■ **本文抜粋**

森家を慕い津山を想う旅                   

             2008年12月19日-21日 in 津山 

商店街シャッターのイラスト「津山城築城」

■ 12月19日(金) 津山城跡でふしぎ発見!

 夜行バスで岡山駅に着き、JRで津山に向かう。
夜行バスが予定よりも早く着いたので、一本早い津山行き列車に乗る事ができ、思わず誕生寺駅に途中下車した。
 誕生寺駅は無人駅で、しかも自動切符発売機がない。駅前の川●さん宅で切符を買うのだ。あらかじめ誕生寺駅から津山駅までの切符を購入しておく。

 今回は冬の衣料やスーツなどもいっぱい詰めたので大荷物だ。粗い舗装のアスファルトの上でキャリーバッグ(大)をガッコンガッコンいわせながら誕生寺を目指す。ここは浄土宗の祖・法然上人の誕生した場所ゆえに誕生寺なのだ。
 誕生寺に至る道の手前には念佛橋がある。話は鎌倉時代に遡るけど、法然上人の弟子となった熊谷次郎直実(かつて平敦盛を殺っちゃった人)が師の生家を前にしてこの橋で号泣して念仏を唱えたことに念佛橋の名は由来する。自分が憧れてやまない人のいた地がついに視界に入った時のその感激とその高揚は、森家ストーキングをやってる私にもなんとなく判る気がする。
「やっと会えた!!」という魂を揺さぶる、あの、例えようもない喜び。
ちなみにこの時まだ、法然は生きてて、法然のお使いで熊谷はこの地に来ていたんだけどね。

 念佛橋を渡り、山門をくぐって誕生寺の広い境内に至る。先ずは、寺務所に行ってご朱印をいただく。誕生寺のご朱印は全部で三種類!コンプリートすると何かが起こるのかも知れないけど、とりあえず今回、私が選んだのは「観音様」のご朱印。森忠政が養母・大野木殿の供養に建立した生光院御霊屋は、現在は観音堂に転用されているので、これも何かのご縁なのだと思ってこのご朱印を頂戴した。

■ **作業の指示**
A) 本文抜粋のうち「念佛橋を渡り」で始まる段落を、主な事実を残して箇条書きに書き直してください。
B) レコードのうち、「You are given this image. The query is: roof」を含む行から「[206,135,214,167]」を含む行までを、依頼の文も含めてもう一度書いてください。その際、答えの座標の数値はすべて24ずつ増やし、この範囲の行だけを示してください。
本文とレコードは互いに関係がありません。

■ **提供データ**
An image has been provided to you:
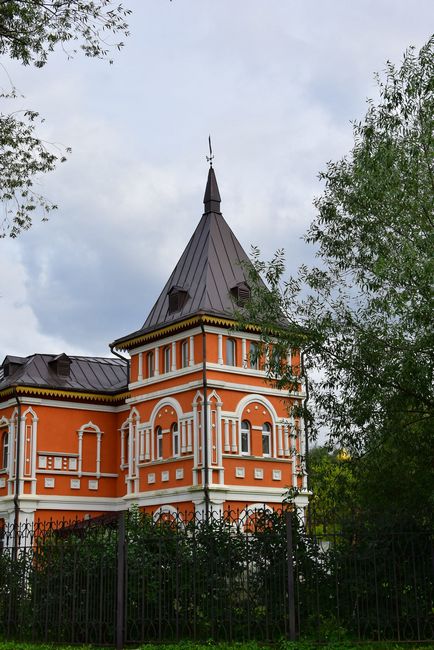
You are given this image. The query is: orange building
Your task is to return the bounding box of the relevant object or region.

==

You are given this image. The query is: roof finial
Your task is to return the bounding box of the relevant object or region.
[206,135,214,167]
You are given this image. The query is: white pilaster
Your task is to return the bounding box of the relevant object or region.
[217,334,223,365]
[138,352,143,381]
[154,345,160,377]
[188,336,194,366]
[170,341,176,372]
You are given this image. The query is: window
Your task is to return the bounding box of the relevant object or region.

■ **解答例**
A)
- 念佛橋を渡り、山門をくぐって誕生寺の広い境内に入った。
- 最初に寺務所でご朱印をいただいた。
- 誕生寺のご朱印は全部で三種類ある。
- 今回選んだのは「観音様」のご朱印である。
- 森忠政が養母・大野木殿の供養に建立した生光院御霊屋は、現在は観音堂に転用されている。これも何かの縁だと思い、このご朱印をいただいた。

B)
You are given this image. The query is: roof finial
Your task is to return the bounding box of the relevant object or region.
[230,159,238,191]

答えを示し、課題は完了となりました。